• _THE PROBLEM_:
Edit the passage on road fees for electric car drivers, starting with "After I wrote" and going on through "the second matter.", and change "criticism" to "feedback".

• _TEXT SECTION_:
After I wrote an article about spending $0 charging a couple of electric cars over nearly 3 years in Florida, some commenters chimed in with “friendly” (or not so friendly) criticism that I shouldn’t be grubbing off of the rest of society and not paying to charge my electric car, and also that I and other electric car drivers should have to pay extra taxes/fees to cover the costs of building and maintaining roads.
Regarding the former point, it seems some people didn’t get the point as to why there is 100% free charging in my area. I just addressed that in this article. Let’s now look at the second matter.
The crux of the argument is that roads are paid for via gas taxes, and electric car drivers don’t pay their fair share for roads. I knew that gas taxes haven’t covered the cost of roads for decades, making the argument quite faulty, and as I was searching Google for research on that, I realized that we covered this topic several years ago. This talking point was actually a popular one in the Tesla Model S and first-gen Nissan LEAF era. At some point, it was prevalent and annoying enough that some writers addressed it. We wrote about it here and here in 2015. Bloomberg also wrote about it. Frontier Group and U.S. PIRG published a report on the matter.

• _PROVIDED MATERIAL_:
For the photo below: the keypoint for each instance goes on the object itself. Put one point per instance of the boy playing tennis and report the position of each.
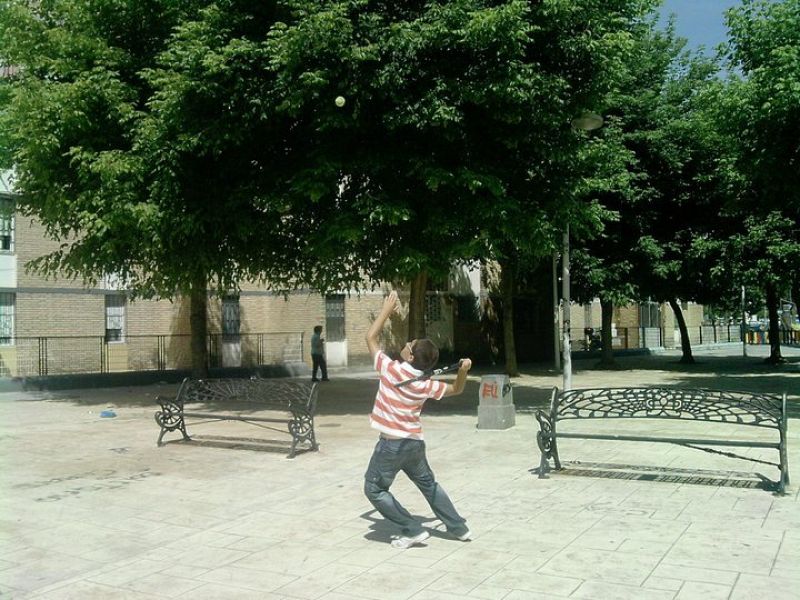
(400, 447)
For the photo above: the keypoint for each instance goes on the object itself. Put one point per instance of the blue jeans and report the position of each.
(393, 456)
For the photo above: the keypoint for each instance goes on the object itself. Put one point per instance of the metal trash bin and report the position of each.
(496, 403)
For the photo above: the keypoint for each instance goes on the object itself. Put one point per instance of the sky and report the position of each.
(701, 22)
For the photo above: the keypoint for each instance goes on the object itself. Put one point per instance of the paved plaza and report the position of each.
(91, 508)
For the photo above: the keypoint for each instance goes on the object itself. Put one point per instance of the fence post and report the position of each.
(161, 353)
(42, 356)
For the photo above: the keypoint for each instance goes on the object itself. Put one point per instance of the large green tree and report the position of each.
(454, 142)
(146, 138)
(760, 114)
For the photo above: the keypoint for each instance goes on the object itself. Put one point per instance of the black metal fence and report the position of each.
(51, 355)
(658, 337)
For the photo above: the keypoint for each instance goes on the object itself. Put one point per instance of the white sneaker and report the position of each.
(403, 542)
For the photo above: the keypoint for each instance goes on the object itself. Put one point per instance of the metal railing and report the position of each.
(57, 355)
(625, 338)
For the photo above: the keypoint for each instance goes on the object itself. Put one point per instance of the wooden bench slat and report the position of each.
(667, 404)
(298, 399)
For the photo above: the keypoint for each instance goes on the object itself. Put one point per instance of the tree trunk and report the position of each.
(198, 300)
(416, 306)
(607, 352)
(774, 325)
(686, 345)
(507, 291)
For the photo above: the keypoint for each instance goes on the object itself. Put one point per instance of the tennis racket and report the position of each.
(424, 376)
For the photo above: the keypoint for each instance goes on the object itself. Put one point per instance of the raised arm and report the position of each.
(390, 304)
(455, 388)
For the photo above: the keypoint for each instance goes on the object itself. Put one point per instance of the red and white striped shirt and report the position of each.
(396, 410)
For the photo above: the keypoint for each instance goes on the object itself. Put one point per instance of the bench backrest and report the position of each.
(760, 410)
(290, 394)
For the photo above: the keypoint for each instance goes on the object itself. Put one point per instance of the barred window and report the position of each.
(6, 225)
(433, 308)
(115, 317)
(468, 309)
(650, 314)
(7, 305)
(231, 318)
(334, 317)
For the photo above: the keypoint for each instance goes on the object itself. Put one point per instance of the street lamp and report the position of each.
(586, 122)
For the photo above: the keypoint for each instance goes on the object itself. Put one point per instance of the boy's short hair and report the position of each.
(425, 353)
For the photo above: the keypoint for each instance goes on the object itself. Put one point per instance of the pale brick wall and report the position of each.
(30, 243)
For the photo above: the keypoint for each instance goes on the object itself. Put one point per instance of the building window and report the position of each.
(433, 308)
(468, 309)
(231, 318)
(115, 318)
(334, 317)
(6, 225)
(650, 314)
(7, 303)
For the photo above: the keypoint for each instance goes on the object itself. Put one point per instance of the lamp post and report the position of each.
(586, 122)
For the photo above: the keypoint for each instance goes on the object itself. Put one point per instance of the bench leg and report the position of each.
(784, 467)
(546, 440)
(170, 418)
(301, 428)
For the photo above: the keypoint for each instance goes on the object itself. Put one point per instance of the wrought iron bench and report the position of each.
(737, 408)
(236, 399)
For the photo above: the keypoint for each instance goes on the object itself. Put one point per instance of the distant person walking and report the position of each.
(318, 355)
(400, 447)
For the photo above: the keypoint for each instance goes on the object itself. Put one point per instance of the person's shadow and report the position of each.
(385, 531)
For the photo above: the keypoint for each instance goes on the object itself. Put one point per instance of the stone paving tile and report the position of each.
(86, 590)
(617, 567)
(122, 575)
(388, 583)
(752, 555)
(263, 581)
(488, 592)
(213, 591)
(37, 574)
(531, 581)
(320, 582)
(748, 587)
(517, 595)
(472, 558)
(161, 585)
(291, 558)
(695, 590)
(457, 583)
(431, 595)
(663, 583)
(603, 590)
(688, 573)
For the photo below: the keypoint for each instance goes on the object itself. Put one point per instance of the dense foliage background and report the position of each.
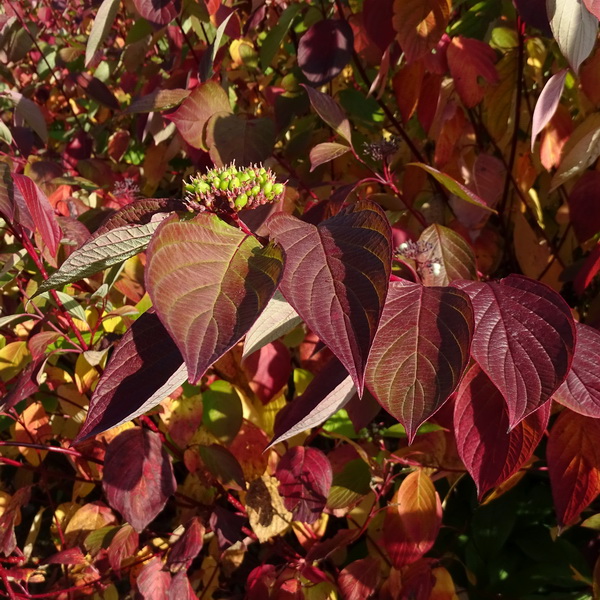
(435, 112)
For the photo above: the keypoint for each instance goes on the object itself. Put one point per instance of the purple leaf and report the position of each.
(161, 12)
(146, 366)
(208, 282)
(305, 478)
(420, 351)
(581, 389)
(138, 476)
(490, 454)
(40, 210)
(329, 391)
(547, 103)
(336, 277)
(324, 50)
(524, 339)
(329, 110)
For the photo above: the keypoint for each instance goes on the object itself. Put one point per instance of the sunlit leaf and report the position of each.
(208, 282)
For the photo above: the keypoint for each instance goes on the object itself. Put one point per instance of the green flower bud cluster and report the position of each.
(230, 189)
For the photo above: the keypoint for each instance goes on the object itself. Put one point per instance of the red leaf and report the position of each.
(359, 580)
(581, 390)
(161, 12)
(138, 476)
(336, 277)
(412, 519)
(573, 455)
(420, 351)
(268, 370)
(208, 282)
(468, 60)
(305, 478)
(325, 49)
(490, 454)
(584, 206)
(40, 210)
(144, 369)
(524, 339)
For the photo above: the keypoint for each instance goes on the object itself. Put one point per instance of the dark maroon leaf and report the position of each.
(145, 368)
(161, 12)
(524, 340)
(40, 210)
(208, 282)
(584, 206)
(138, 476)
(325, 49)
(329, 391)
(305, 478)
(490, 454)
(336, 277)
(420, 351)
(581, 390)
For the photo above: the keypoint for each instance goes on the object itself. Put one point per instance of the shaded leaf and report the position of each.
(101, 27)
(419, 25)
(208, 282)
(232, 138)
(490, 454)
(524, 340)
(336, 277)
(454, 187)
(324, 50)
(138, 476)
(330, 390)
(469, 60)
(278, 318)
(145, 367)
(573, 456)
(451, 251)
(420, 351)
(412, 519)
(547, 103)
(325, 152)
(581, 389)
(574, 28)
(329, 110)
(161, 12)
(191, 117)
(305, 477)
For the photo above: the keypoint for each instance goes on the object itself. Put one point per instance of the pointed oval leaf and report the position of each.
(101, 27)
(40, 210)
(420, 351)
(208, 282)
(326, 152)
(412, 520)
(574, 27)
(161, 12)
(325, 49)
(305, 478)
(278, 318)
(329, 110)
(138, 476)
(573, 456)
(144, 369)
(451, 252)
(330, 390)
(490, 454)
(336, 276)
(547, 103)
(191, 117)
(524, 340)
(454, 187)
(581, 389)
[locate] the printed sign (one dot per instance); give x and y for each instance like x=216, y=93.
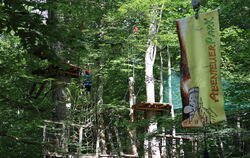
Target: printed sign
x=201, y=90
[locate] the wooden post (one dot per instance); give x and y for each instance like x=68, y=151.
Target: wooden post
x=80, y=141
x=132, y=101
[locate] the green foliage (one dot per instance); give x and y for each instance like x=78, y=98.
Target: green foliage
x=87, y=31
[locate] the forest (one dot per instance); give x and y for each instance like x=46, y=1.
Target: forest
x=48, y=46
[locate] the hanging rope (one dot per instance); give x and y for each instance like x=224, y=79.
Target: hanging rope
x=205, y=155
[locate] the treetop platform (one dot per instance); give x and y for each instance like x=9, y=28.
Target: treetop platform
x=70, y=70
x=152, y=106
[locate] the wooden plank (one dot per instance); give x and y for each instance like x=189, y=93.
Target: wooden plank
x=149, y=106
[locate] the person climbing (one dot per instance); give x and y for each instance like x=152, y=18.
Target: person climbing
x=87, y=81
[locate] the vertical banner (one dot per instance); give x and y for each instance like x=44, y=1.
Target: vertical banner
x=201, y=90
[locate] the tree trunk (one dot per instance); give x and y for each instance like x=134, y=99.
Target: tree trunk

* * *

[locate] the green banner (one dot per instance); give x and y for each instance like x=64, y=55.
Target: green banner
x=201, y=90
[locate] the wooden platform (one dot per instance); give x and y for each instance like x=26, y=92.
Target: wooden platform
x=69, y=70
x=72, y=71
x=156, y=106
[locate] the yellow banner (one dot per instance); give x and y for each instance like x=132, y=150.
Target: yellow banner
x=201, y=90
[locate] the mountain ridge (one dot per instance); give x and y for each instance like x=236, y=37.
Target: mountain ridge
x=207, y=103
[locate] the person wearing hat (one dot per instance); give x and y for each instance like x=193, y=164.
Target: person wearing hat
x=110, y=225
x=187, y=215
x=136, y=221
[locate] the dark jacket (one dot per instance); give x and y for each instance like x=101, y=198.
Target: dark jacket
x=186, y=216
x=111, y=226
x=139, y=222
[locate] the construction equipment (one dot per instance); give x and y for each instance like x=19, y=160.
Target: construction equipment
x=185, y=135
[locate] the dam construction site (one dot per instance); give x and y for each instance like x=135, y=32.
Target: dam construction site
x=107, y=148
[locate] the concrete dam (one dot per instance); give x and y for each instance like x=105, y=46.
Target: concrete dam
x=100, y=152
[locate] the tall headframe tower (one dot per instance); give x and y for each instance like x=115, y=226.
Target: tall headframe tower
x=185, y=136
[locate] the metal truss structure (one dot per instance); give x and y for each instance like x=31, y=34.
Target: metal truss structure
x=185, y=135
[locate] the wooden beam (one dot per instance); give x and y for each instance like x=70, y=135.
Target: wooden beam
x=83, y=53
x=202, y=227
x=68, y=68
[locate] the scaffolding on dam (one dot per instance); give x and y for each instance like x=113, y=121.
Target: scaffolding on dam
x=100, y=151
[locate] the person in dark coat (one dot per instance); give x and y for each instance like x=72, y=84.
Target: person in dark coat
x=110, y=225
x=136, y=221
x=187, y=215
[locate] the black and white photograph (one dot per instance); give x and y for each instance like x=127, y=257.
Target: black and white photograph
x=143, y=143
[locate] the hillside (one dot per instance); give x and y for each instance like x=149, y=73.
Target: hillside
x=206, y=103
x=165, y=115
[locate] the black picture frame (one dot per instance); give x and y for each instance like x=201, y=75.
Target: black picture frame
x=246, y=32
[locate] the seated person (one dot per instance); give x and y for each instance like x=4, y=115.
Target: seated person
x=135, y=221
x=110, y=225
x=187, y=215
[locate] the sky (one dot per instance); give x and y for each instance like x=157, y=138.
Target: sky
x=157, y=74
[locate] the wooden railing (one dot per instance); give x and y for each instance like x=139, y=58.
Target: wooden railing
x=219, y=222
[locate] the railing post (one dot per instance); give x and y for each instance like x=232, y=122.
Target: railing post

• _ANSWER BELOW_:
After I wrote an article about spending $0 charging a couple of electric cars over nearly 3 years in Florida, some commenters chimed in with “friendly” (or not so friendly) feedback that I shouldn’t be grubbing off of the rest of society and not paying to charge my electric car, and also that I and other electric car drivers should have to pay extra taxes/fees to cover the costs of building and maintaining roads.
Regarding the former point, it seems some people didn’t get the point as to why there is 100% free charging in my area. I just addressed that in this article. Let’s now look at the second matter.